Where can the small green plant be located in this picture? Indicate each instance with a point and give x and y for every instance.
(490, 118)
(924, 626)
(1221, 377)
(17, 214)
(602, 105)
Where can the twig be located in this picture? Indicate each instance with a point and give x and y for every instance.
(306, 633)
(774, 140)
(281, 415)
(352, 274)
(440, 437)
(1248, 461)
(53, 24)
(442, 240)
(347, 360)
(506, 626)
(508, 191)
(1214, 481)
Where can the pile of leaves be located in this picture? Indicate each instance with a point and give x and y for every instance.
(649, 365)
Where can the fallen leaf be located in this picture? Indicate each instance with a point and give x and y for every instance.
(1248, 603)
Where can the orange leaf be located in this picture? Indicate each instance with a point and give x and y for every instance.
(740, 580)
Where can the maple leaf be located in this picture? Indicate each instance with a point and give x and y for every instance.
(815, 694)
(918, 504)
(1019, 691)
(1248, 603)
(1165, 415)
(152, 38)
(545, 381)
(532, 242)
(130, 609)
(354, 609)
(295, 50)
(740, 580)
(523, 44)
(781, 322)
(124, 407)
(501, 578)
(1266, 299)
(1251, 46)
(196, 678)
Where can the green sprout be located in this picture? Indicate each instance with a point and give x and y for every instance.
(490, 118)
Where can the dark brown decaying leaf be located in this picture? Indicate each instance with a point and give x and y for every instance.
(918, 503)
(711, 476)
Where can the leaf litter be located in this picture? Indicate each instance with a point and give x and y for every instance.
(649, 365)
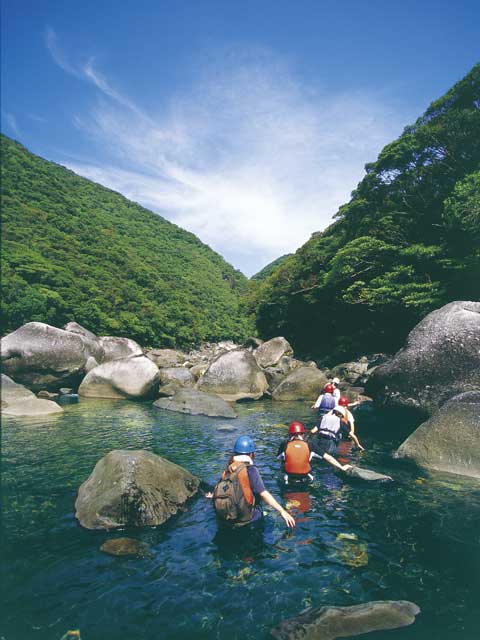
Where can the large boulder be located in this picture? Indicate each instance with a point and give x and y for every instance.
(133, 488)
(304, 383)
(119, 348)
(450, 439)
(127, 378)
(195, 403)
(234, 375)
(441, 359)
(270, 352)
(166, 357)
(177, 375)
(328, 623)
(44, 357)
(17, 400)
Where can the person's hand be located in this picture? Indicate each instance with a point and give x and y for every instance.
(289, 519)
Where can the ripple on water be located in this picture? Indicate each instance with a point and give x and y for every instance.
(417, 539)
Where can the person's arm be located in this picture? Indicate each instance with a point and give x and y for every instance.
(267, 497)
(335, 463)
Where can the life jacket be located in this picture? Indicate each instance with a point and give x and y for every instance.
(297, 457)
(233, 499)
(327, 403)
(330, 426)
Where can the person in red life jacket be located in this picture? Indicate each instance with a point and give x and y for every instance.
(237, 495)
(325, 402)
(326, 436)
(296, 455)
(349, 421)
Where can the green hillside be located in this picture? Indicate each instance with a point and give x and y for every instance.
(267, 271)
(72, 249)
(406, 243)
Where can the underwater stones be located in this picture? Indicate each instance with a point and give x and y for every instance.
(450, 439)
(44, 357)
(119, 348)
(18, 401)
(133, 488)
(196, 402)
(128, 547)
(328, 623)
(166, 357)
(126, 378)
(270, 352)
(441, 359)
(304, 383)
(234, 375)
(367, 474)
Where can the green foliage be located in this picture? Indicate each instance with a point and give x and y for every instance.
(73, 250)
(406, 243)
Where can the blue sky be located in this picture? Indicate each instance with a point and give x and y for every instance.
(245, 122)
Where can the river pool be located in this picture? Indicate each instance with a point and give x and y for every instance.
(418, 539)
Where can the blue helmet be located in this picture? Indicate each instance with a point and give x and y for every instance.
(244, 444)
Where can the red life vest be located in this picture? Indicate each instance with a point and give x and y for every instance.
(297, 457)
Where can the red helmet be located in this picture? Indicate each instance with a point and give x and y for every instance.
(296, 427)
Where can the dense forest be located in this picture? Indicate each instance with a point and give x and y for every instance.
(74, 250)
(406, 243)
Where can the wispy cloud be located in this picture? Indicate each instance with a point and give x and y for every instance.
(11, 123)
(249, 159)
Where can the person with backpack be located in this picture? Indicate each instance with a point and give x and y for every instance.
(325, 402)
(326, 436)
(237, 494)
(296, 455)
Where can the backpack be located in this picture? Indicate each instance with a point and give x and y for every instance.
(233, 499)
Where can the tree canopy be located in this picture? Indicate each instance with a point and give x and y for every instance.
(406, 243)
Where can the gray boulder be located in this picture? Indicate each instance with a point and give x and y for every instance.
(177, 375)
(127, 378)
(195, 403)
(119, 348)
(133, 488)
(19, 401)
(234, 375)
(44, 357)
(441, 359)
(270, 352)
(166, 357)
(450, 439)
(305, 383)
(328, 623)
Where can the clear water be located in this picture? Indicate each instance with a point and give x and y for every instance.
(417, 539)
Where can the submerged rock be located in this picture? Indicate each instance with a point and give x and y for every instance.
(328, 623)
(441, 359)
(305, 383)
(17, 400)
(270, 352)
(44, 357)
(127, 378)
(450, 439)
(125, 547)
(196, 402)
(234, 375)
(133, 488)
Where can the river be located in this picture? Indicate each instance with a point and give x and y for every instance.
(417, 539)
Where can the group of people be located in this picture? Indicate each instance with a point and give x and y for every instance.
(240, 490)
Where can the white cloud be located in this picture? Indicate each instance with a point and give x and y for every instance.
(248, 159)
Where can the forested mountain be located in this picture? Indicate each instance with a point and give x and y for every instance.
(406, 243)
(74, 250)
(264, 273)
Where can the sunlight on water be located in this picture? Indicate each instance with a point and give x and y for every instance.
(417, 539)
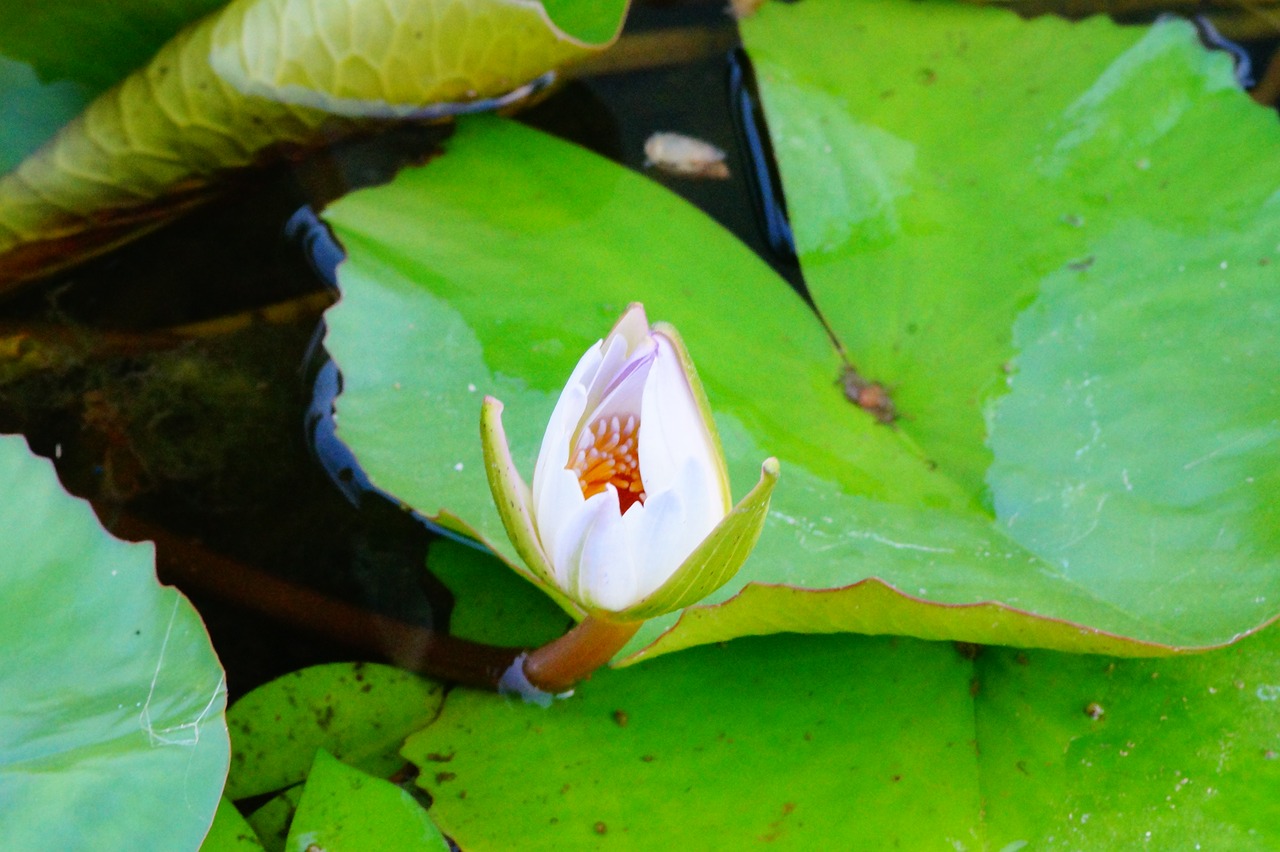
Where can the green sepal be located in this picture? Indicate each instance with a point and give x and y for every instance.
★ ★ ★ ★
**WHAT YOU WILL DO:**
Output the span from the line with "Where can the gray" through the last line of the data, inclusive and exact, and omit every picture.

**THE RESPONSE:**
Where can the gray boulder be located in this picture? Indicate each instance with a point and give x and y for every instance.
(177, 375)
(127, 378)
(195, 403)
(119, 348)
(133, 488)
(19, 401)
(234, 375)
(44, 357)
(441, 359)
(270, 352)
(166, 357)
(450, 439)
(305, 383)
(328, 623)
Where can the clear water be located in this picture? Indicate each instance with a point and give x and y for every instance.
(417, 539)
Where can the submerged rock be located in this picture? Indicate each instance with a point and give x and y for every instance.
(328, 623)
(441, 359)
(305, 383)
(17, 400)
(270, 352)
(44, 357)
(127, 378)
(450, 439)
(125, 547)
(196, 402)
(234, 375)
(133, 488)
Where can the river be located in this picture? Indicate each instance with a point and give x and y for every instance.
(417, 539)
Where can the group of people be located in this picture? Indicate each instance with a point and give x and y for every instance.
(240, 490)
Where can the white cloud be located in this picture? Indicate each instance with a point and give x and y for every instance.
(248, 159)
Where can the forested mountain be located in this picture? Indicate each instance with a point and give x and y for every instance.
(406, 243)
(74, 250)
(264, 273)
Where can the sunlight on water be located in this picture? Indicate each instance with a point and give x and y for every instance.
(417, 539)
Where can the green sepal be located in this picture? Indicate each instance with a point and give x and y for every instance.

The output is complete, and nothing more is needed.